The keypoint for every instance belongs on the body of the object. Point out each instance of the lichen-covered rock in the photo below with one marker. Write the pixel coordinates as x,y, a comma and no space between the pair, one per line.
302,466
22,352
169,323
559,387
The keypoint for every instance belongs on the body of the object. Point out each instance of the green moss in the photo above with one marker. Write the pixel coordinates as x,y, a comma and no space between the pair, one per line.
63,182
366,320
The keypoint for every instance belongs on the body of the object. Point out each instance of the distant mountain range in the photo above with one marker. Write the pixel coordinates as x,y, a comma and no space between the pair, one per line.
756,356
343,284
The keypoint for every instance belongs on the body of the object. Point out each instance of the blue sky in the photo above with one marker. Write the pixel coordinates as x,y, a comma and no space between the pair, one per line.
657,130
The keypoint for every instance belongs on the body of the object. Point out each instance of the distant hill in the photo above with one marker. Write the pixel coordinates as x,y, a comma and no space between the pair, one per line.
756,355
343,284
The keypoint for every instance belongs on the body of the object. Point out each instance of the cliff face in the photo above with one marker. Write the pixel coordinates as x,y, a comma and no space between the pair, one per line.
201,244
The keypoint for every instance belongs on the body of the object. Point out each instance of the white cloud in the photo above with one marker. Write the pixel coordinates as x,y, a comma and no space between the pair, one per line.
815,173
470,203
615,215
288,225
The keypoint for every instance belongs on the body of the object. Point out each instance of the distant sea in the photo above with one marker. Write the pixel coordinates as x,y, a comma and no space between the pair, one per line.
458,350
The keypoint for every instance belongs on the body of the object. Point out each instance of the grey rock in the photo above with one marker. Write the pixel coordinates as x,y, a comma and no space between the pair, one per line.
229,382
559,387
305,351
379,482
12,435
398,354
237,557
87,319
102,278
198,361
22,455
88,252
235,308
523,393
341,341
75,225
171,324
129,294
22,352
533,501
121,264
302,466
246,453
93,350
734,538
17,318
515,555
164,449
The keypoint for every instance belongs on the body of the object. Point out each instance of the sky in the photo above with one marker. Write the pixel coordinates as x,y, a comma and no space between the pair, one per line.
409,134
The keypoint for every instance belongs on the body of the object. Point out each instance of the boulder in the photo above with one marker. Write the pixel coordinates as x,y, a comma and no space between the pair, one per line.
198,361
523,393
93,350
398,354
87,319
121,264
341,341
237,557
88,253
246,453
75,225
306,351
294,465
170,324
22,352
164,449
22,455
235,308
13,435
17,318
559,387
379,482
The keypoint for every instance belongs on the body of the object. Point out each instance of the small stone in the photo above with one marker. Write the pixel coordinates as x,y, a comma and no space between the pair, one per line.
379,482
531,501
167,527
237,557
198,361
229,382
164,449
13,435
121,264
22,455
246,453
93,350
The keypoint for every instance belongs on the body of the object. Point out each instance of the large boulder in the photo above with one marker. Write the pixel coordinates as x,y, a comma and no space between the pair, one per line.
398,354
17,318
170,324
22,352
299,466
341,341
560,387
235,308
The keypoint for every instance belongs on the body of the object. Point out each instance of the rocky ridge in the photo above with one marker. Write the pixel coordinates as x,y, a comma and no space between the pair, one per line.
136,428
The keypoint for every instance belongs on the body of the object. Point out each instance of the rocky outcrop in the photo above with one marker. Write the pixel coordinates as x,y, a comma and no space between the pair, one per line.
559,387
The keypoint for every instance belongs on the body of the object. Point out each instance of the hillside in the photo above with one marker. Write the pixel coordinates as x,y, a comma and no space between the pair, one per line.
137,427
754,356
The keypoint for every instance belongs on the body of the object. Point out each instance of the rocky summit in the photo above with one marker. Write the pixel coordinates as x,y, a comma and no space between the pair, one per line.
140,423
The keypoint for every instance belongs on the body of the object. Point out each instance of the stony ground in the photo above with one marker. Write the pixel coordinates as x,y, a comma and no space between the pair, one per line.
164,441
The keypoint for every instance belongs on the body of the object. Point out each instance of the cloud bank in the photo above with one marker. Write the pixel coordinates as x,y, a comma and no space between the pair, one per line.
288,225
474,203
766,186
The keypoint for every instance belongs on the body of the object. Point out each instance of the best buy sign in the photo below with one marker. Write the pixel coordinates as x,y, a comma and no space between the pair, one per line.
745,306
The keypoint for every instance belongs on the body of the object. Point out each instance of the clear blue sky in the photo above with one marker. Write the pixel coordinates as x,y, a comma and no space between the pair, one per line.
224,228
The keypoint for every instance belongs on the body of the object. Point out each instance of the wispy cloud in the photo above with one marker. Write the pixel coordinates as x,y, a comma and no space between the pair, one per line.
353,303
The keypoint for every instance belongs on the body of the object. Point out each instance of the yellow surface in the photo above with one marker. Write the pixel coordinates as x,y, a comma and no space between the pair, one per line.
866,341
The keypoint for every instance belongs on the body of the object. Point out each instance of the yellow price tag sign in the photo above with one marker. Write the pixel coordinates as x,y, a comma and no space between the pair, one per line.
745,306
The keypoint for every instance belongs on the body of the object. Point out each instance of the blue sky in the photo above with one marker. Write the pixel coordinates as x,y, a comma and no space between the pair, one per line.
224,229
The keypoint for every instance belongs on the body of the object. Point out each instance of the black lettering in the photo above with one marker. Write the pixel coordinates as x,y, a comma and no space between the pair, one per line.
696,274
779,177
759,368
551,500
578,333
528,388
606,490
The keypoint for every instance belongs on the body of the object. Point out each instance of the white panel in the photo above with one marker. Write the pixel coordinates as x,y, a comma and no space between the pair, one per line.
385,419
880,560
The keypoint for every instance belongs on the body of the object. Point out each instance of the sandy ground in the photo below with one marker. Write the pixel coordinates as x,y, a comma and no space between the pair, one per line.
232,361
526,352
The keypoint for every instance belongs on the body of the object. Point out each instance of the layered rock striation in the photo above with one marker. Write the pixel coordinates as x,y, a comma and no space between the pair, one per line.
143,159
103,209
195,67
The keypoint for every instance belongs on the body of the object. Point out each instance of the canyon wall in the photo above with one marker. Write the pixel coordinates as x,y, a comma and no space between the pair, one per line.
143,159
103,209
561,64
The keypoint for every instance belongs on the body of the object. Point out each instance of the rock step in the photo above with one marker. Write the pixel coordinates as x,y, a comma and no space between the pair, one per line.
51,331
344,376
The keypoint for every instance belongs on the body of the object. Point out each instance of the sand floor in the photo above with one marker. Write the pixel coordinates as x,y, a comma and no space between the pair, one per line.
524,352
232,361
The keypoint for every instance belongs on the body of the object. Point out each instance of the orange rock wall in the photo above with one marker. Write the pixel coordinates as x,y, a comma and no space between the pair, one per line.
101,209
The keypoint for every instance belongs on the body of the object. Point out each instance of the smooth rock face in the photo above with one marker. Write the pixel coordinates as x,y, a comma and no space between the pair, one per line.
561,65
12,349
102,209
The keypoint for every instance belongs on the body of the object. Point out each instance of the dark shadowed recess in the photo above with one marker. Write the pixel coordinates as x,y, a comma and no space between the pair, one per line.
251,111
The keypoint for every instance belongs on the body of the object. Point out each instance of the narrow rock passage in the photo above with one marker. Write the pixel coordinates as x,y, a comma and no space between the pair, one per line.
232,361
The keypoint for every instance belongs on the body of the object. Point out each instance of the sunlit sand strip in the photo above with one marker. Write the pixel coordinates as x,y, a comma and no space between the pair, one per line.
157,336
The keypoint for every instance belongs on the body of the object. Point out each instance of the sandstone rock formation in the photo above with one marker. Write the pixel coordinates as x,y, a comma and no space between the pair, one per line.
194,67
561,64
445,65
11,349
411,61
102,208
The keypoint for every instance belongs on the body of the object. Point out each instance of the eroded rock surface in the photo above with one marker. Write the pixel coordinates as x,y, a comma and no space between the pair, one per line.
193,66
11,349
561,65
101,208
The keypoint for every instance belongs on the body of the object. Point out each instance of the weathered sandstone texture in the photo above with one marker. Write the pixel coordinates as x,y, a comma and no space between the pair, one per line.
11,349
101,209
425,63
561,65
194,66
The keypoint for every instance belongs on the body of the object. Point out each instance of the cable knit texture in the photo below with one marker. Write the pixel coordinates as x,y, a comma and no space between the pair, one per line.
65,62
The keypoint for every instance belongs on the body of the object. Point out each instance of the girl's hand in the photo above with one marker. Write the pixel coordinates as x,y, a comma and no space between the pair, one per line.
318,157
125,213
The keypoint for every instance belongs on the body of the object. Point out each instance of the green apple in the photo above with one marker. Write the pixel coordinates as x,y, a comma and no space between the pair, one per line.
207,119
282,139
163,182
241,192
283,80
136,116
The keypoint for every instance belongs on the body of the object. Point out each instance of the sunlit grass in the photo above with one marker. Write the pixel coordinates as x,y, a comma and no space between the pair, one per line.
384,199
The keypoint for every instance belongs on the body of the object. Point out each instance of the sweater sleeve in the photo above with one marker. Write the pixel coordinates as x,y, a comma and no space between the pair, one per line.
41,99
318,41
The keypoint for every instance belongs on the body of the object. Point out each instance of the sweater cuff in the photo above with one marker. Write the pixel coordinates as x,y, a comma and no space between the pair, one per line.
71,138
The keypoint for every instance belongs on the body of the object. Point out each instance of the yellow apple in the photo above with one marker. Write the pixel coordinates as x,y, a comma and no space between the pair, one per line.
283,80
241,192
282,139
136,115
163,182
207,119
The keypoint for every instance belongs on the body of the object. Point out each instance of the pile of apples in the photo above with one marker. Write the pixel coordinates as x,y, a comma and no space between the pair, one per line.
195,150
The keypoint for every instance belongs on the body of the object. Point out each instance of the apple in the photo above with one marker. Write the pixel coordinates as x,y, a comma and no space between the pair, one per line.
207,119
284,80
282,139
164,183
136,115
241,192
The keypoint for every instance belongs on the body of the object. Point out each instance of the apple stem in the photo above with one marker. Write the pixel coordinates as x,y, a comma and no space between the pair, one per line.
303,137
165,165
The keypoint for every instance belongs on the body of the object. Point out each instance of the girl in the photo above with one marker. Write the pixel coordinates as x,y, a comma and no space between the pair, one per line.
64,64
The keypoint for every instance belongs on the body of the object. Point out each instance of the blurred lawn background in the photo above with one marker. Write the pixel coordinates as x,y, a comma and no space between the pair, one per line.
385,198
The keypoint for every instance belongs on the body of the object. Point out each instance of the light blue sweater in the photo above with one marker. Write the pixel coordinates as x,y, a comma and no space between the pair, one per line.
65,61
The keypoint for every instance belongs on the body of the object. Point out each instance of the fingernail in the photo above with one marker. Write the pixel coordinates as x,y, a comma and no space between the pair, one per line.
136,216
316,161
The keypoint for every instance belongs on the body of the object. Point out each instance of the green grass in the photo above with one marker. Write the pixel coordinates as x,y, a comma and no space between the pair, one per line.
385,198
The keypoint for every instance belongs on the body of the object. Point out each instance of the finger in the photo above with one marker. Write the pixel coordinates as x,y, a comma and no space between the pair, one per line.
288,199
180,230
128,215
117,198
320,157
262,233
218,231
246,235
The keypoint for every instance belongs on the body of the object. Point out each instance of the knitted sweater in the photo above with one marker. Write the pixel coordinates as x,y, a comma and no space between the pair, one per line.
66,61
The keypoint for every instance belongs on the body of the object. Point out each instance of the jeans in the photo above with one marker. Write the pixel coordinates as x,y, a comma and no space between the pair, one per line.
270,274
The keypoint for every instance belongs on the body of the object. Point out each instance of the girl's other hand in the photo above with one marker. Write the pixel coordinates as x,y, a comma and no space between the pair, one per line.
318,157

**Exercise goal:** Give back, unchanged, every line from the one with "of the knitted" to the end of the entries above.

**Answer to the problem:**
The keypoint for every instance belongs on the body of the object. Point out each instance of the knitted sweater in the photo above with one marker. Write the pixel coordinates as x,y, a comma and no space between the pair, one per line.
66,61
The keypoint for every instance belongs on the body of the object. Point out each instance of the jeans in the photo above with one marker. Write the pixel coordinates as x,y, a comma and no space between the pair, one per line.
270,274
The keypoint for every instance belongs on the body of the object. Point out each instance of the girl's other hand in the photo above with one marker. Write the pixel coordinates as x,y, a comma and no space between the pair, one per line.
318,157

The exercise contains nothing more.